Please output the listing unchanged, starting at its first line and ending at the line containing "pixel 97 218", with both of those lines included. Leave the pictures out of your answer.

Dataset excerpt
** start **

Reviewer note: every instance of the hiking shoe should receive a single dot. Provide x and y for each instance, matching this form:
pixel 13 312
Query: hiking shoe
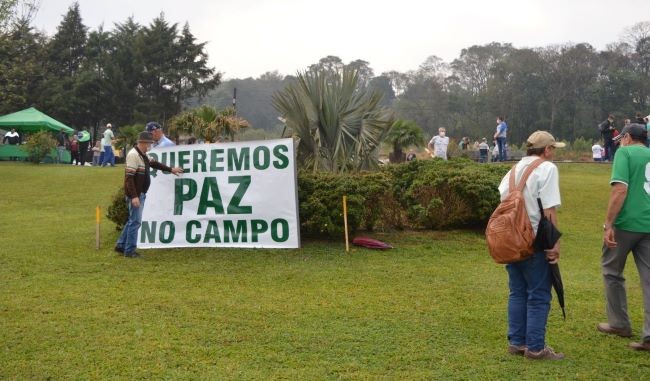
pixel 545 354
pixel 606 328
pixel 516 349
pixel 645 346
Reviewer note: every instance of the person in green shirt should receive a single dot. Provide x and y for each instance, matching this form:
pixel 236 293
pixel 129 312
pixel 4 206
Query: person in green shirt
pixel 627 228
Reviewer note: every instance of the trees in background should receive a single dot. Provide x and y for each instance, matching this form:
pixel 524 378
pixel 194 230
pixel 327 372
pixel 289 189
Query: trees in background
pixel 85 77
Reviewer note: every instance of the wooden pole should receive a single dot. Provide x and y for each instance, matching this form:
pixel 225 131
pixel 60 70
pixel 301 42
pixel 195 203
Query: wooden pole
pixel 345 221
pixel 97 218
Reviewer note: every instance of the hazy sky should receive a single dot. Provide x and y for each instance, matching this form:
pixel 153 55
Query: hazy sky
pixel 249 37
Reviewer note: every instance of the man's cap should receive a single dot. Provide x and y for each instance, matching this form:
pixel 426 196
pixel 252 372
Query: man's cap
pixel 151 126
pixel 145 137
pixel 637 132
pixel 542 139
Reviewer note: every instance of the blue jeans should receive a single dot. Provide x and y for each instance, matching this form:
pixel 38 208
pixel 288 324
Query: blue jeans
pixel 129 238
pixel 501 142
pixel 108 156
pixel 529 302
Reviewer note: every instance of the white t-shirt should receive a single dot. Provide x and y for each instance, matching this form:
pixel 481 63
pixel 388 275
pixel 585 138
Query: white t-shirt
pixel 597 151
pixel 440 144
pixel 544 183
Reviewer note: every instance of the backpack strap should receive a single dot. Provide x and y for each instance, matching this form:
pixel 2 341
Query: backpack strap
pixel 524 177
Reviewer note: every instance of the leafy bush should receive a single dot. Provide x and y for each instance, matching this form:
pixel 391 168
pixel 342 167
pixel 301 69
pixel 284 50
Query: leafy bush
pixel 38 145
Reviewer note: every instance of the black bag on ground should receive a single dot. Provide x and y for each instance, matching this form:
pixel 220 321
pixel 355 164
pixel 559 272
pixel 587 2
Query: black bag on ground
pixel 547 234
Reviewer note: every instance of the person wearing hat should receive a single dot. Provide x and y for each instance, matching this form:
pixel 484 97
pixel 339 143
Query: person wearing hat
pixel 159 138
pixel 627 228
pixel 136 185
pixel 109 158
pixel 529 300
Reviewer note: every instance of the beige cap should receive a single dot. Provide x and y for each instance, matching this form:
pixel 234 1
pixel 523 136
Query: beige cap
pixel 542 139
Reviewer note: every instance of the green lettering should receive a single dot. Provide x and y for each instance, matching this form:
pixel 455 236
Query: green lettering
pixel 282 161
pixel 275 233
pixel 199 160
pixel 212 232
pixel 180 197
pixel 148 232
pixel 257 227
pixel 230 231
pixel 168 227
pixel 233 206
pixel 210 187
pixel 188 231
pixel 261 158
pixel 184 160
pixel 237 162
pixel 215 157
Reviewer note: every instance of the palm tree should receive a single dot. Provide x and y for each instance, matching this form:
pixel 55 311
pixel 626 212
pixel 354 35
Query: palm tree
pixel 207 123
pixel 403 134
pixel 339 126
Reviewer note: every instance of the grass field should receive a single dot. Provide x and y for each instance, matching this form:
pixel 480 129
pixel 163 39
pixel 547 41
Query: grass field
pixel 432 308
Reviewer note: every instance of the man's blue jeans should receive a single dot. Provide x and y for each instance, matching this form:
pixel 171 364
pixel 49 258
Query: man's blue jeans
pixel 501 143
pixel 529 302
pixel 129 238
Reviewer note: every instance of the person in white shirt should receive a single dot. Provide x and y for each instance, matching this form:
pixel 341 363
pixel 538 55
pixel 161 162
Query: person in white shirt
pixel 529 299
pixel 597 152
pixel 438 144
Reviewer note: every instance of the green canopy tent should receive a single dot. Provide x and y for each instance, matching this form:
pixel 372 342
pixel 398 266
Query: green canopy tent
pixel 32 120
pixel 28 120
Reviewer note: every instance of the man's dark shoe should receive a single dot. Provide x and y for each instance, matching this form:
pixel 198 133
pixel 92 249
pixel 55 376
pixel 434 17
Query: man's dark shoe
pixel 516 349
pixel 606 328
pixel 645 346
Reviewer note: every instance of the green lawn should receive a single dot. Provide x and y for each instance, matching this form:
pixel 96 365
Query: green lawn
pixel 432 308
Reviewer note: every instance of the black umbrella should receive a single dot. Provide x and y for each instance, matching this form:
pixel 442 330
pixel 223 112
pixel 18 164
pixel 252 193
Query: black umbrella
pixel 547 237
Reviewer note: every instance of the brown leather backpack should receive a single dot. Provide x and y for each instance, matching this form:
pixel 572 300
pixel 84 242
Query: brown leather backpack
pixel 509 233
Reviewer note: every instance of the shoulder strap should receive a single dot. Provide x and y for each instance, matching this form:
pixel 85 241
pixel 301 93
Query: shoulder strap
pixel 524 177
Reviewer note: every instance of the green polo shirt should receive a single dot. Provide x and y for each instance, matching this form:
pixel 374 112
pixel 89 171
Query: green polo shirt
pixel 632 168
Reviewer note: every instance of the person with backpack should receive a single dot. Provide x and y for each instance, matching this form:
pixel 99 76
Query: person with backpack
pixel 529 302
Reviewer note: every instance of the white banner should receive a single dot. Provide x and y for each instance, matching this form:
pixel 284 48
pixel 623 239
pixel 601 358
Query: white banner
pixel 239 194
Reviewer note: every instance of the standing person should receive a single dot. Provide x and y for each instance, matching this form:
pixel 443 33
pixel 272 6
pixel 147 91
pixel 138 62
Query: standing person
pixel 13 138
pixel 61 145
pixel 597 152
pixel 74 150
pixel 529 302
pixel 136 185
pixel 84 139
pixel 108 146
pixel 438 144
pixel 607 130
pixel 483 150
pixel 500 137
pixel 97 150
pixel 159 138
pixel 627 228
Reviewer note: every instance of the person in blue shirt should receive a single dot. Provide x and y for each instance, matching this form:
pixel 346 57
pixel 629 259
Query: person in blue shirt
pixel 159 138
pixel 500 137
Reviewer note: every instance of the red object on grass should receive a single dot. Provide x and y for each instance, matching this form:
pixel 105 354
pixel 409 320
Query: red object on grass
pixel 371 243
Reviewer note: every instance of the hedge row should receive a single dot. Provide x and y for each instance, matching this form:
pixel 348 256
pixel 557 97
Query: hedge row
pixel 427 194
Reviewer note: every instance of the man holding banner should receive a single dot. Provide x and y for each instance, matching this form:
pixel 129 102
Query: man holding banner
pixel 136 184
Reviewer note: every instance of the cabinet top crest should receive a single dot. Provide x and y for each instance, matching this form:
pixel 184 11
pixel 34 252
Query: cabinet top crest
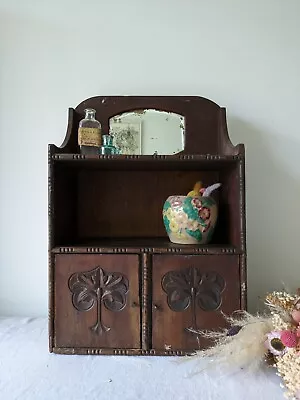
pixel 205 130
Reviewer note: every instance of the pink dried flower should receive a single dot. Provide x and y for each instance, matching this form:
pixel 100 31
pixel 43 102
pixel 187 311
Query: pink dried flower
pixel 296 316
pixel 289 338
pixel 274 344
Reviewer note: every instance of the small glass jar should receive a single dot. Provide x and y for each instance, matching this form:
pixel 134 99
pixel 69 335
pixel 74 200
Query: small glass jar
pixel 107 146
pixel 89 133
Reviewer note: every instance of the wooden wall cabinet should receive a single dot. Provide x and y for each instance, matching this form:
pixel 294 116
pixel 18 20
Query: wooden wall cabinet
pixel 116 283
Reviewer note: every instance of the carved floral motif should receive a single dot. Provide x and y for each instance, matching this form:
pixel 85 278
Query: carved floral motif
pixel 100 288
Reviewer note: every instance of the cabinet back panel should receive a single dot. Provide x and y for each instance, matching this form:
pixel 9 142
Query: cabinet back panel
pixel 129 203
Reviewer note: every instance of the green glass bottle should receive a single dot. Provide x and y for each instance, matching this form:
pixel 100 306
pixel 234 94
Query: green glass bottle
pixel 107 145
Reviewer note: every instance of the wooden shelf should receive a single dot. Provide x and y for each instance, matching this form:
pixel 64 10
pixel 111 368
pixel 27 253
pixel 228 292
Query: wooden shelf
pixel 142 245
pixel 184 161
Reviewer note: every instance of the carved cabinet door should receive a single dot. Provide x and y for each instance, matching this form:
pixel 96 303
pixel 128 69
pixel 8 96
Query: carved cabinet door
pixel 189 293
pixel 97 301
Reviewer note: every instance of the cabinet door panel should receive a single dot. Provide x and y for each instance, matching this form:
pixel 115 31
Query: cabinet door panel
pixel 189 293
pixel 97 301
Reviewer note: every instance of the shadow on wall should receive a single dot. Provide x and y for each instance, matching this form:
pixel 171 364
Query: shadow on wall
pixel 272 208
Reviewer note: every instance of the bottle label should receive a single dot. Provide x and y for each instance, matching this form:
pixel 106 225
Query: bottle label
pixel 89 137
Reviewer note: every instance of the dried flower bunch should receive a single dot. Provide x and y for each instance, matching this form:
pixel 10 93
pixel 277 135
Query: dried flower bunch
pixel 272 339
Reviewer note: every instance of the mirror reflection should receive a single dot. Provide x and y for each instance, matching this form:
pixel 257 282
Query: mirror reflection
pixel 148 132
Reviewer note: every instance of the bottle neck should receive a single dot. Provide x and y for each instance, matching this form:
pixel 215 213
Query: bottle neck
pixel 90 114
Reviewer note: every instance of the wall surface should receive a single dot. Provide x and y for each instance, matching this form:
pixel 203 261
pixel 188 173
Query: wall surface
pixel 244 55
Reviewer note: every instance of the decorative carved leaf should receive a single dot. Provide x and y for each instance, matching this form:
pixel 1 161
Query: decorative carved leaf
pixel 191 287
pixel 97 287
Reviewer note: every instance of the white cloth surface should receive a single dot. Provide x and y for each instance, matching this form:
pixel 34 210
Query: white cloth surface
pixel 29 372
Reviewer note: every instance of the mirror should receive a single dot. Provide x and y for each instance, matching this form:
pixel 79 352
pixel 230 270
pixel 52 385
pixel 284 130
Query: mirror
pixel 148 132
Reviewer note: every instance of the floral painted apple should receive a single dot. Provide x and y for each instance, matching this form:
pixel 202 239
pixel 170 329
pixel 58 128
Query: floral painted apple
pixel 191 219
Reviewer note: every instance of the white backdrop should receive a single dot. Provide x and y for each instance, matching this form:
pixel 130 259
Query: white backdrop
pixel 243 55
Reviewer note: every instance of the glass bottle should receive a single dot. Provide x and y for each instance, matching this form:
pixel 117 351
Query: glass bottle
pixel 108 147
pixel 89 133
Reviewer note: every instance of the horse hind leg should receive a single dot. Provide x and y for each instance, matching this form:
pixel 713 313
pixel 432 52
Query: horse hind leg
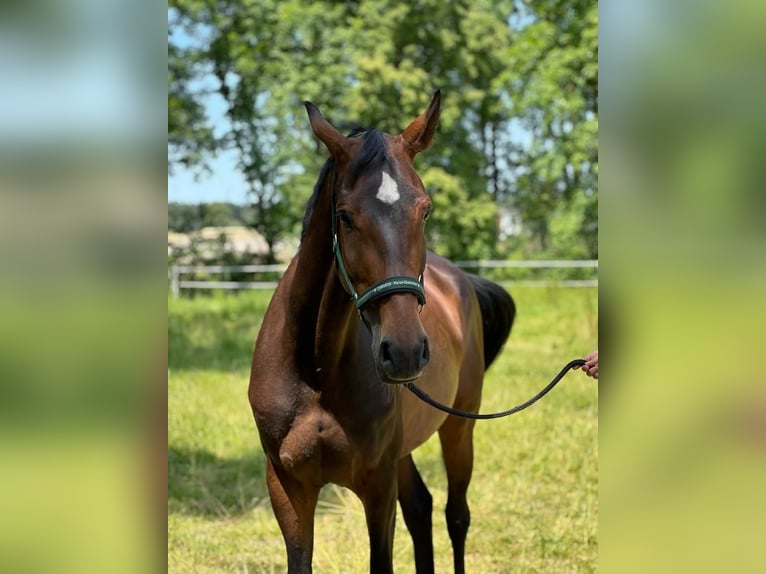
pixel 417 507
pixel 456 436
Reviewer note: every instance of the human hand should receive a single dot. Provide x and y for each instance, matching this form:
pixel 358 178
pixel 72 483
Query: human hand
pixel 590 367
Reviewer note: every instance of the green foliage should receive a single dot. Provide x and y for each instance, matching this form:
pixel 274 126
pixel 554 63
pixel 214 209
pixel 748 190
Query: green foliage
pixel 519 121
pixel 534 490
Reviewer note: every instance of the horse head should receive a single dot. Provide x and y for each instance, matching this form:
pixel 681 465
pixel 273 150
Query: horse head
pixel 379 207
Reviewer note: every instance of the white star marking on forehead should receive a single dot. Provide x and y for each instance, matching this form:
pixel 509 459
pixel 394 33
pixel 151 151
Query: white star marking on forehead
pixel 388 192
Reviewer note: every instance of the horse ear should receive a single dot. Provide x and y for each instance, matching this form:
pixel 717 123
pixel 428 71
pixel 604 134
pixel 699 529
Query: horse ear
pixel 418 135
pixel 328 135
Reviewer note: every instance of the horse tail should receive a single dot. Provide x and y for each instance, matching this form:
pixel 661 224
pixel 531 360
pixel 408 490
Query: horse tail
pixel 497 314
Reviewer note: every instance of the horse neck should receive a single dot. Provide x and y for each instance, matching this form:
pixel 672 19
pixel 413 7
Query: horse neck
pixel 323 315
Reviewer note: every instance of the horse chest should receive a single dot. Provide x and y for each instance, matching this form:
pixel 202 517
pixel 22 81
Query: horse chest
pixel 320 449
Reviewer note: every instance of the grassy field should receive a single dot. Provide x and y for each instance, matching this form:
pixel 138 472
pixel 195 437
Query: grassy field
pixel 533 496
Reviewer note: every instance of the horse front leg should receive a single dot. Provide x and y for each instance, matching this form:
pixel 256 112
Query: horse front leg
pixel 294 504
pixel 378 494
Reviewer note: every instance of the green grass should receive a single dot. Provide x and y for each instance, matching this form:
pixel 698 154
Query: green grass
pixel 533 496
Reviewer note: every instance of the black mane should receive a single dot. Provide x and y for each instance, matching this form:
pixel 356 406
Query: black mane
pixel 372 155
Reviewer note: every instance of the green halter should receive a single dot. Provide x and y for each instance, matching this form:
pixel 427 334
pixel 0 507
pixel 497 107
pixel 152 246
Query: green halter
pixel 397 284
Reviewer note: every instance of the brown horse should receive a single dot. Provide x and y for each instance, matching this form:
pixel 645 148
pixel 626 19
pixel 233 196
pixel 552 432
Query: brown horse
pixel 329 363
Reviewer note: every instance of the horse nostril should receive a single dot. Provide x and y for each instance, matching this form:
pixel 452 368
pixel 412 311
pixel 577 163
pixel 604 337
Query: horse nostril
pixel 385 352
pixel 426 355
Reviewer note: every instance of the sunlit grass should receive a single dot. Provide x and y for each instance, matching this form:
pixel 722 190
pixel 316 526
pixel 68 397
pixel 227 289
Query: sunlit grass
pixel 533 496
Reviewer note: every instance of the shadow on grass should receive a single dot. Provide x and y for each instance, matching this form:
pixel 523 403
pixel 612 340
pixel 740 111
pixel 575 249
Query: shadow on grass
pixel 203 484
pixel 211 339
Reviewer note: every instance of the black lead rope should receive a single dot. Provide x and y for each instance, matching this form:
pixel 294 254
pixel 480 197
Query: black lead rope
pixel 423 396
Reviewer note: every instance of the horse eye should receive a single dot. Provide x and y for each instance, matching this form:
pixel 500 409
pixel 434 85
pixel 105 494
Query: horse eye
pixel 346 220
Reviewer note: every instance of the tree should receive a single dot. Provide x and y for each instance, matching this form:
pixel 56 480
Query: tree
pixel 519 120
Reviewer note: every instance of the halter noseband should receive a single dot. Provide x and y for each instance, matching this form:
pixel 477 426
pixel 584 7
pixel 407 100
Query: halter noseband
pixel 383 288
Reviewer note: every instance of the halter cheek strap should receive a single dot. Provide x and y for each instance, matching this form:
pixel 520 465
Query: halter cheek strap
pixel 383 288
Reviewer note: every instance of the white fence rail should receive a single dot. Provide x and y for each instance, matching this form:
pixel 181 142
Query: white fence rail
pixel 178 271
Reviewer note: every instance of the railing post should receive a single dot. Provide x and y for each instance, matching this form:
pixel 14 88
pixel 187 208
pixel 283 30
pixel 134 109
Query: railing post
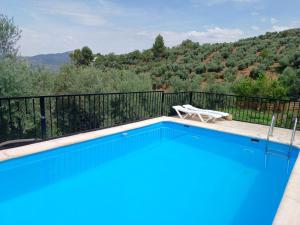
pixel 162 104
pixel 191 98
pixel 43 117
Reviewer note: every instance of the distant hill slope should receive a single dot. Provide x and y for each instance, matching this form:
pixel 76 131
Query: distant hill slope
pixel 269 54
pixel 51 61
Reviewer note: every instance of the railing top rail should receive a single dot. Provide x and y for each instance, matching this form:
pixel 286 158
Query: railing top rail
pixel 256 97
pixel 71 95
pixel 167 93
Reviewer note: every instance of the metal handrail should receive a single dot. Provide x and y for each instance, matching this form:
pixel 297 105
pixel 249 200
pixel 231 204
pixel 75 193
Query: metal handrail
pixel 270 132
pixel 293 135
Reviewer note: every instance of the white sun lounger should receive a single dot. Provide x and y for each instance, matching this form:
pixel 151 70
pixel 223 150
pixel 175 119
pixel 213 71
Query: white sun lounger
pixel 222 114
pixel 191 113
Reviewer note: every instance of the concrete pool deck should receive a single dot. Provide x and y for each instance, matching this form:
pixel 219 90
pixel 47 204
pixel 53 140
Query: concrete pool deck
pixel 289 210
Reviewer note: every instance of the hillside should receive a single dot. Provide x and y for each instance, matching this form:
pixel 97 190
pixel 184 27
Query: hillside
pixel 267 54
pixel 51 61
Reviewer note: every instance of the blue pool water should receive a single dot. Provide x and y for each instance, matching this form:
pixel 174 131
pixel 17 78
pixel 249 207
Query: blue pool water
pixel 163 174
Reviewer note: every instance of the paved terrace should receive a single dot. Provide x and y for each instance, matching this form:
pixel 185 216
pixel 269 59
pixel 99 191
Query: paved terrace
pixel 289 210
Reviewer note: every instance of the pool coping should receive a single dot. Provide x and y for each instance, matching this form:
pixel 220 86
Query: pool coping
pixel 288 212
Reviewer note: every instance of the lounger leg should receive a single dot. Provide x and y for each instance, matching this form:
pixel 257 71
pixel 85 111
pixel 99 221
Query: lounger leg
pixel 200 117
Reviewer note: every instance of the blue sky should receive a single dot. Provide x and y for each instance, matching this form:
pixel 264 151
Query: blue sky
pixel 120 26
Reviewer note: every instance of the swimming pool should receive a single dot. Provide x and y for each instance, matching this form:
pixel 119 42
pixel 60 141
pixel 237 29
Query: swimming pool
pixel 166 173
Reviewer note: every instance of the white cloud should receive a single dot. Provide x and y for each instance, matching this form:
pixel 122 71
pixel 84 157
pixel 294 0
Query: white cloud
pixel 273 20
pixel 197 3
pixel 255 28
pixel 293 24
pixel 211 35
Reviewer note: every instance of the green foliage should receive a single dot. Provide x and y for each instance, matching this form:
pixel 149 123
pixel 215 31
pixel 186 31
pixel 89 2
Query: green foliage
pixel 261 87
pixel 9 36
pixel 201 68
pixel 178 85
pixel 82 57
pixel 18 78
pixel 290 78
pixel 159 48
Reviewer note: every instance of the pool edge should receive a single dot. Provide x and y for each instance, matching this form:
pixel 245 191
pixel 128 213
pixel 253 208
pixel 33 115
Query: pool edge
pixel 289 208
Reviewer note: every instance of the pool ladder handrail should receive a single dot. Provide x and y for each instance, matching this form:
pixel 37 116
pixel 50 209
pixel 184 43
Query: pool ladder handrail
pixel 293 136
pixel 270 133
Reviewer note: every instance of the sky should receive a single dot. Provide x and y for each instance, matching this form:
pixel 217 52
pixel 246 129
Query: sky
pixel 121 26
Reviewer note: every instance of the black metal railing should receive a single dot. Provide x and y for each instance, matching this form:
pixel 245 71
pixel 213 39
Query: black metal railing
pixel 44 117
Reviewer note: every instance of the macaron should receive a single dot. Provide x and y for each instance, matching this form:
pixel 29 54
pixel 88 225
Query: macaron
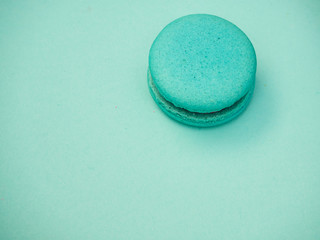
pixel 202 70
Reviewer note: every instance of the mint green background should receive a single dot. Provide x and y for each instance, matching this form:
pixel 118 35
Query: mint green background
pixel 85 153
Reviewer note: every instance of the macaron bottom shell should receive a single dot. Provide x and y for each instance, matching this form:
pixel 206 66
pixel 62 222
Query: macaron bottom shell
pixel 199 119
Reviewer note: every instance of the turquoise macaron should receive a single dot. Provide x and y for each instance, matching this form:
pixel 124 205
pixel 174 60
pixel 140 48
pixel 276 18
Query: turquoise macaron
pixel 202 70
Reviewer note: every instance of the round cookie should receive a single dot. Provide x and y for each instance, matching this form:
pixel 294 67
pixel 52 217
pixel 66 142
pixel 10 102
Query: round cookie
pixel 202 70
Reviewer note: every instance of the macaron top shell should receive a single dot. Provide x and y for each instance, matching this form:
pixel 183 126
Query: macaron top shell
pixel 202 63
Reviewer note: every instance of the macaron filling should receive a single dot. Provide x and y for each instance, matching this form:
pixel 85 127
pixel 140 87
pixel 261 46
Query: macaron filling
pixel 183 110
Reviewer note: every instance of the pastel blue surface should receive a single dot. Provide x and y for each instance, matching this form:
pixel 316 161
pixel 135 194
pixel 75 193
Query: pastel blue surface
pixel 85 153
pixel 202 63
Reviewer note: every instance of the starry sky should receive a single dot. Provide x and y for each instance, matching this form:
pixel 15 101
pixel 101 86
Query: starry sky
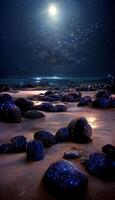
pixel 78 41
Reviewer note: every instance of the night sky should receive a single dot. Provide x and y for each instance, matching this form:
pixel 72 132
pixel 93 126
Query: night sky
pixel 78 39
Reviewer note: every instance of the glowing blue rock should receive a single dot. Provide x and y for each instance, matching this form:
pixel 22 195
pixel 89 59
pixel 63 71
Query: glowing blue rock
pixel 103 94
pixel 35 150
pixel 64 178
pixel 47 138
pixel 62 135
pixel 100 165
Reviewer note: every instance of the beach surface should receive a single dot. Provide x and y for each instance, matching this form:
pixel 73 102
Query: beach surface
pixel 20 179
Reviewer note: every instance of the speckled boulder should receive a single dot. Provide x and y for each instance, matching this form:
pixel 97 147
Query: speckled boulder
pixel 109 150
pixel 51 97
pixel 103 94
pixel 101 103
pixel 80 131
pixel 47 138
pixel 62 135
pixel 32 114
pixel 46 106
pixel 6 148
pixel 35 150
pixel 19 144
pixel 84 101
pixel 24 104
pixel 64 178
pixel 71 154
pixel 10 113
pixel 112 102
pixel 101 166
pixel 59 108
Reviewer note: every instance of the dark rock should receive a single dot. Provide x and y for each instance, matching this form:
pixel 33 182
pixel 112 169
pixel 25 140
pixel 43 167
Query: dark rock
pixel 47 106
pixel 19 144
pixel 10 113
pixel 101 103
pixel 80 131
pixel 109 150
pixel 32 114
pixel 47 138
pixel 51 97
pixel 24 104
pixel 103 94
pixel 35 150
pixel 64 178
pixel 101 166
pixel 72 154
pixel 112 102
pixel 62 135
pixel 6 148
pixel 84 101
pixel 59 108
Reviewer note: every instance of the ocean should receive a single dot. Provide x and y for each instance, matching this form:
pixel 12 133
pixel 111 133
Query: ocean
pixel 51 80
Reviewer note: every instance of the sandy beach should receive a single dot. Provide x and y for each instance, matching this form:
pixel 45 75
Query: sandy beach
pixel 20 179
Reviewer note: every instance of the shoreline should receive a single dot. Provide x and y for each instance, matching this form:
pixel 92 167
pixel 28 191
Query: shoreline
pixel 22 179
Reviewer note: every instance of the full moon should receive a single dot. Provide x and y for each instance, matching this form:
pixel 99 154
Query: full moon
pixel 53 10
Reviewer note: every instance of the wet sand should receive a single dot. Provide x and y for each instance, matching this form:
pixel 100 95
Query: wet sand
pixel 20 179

** end **

## FULL RESPONSE
Reviewer note: every instance of the hiking shoe should receive a single dot. Provide x and y for each instance, matching this form:
pixel 13 312
Query: hiking shoe
pixel 545 354
pixel 606 328
pixel 516 349
pixel 645 346
Reviewer note: every instance of the person in green shirt should receive a single dot. Provide x and y for each instance, matching this form:
pixel 236 293
pixel 129 312
pixel 4 206
Query: person in green shirt
pixel 627 228
Reviewer note: every instance of the trees in background should receive a single dot. Provide x and y for each instance, matching this form:
pixel 524 378
pixel 194 230
pixel 327 372
pixel 289 189
Query: trees in background
pixel 85 77
Reviewer note: every instance of the wooden pole should receive a single dot. Provide x and y for each instance, matching this form:
pixel 225 131
pixel 60 70
pixel 301 42
pixel 195 203
Query: wooden pole
pixel 345 221
pixel 97 218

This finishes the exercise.